Update the lines below, replacing every occurrence of "scouting database" with "field survey index" and leaving everything else unchanged.

-- START The input --

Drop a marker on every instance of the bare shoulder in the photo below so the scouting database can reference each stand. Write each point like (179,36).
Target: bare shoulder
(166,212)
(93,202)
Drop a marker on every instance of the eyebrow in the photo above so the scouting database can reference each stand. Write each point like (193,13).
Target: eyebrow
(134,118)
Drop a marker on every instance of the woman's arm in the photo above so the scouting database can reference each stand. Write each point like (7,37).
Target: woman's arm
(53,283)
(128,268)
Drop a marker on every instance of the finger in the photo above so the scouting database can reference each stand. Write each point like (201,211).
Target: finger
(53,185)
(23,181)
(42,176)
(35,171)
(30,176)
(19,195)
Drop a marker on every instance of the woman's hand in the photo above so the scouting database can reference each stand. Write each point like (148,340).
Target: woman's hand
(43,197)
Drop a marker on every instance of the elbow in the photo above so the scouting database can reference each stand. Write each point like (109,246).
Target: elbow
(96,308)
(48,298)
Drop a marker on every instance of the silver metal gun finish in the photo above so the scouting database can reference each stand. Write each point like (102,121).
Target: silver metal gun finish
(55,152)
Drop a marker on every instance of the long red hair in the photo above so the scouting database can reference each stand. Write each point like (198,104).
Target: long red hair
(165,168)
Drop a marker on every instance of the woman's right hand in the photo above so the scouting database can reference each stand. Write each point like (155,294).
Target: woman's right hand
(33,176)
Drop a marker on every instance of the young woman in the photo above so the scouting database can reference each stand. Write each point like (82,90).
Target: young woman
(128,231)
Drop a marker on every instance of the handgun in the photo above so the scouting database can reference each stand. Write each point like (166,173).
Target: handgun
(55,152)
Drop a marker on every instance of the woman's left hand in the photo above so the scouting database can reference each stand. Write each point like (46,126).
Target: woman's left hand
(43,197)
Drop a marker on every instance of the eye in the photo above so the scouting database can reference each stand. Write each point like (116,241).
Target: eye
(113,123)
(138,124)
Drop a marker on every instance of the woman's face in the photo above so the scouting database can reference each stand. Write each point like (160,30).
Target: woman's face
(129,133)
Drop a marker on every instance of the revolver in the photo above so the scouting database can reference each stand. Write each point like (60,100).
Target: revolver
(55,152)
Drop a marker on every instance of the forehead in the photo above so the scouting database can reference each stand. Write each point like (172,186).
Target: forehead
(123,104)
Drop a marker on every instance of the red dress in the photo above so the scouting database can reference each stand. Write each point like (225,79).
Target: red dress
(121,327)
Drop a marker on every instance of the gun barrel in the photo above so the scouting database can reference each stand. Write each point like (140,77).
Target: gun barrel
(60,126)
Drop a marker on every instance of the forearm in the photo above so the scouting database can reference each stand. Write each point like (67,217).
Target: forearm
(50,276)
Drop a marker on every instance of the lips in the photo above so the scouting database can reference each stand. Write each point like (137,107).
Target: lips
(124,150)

-- END The input --

Complete response:
Drop a marker on every instance of the bare shoulder in the photo below so the field survey index can reference each stand. Write each point like (179,36).
Target: bare shoulder
(166,212)
(93,202)
Drop a marker on every instance of the eyebrow in the photo above so the field survey index can reference each stand. Write each point like (193,13).
Target: eyebrow
(134,118)
Drop a marker on every instance of the woman's arm in the photo above so the field survey index can reference each stand. Write each point like (7,37).
Target: woman's arm
(53,283)
(128,268)
Drop a marker on every instance of the finger in the photo above so the field survey index can reference each stand. Write each point like (201,211).
Target: finger
(53,185)
(23,181)
(42,176)
(35,171)
(30,176)
(19,195)
Drop a marker on every instance of the woman's hand in the photo above so the field survey index can reference each stand. Write each point like (148,340).
Target: woman's hand
(43,197)
Drop a marker on every instance of the elbow in the photo above so the field survey index can reference each stand. Write each point like (109,246).
Target: elbow
(96,308)
(48,298)
Drop a marker on every instance of the silver metal gun finish in the photo above so the field survey index can reference each stand. Write each point like (102,121).
Target: silver metal gun finish
(55,152)
Drop a marker on every instance of the long red hair in the photo above so the field survey index can reference each stand. Write each point like (198,104).
Target: long red hair
(165,168)
Drop a marker on every instance of the woman's right hand in the photo above so the field survey index can reference each stand. Write each point like (155,294).
Target: woman's right hand
(33,176)
Drop a marker on every instance of the young woman in the photo above so the field survey index can reference each stand. Write each point like (82,90).
Target: young woman
(128,231)
Drop a marker on every instance of the handgun in the photo above so the field survey index can reference each stand. Write each point like (166,173).
Target: handgun
(55,152)
Drop a marker on every instance of the woman's left hand in the photo above so the field survey index can reference each stand. Write each point like (46,126).
Target: woman's left hand
(43,197)
Drop a marker on every instance of the eye in the photo above so the field survey index can reference each stand. Write each point like (116,241).
Target: eye
(113,123)
(138,124)
Drop a marker on every instance of the woman's face in the photo above so the field survey index can reference each stand. Write each point like (160,30).
Target: woman's face
(129,133)
Drop a marker on every instance of the revolver in the photo above so the field survey index can reference each stand. Write each point like (60,100).
Target: revolver
(55,152)
Drop a marker on every instance of the forehead in the photo above so the field survey index can reference each stand. Write each point like (172,186).
Target: forehead
(123,104)
Drop a marker on every instance of the red dress in the photo above so the field survey index can reference each stand. Write each point like (225,79).
Target: red dress
(121,327)
Drop a marker on every instance of the gun barrel in the photo above so the field survey index can reference each stand. Write each point like (140,77).
Target: gun barrel
(60,126)
Drop a marker on every instance of the forearm in the photo above so the field survey index can reference each stand. Write each point like (67,217).
Target: forearm
(50,276)
Drop a marker on every instance of the lips in the photo above so the field survey index can reference each stand. Write each point like (137,107).
Target: lips
(124,150)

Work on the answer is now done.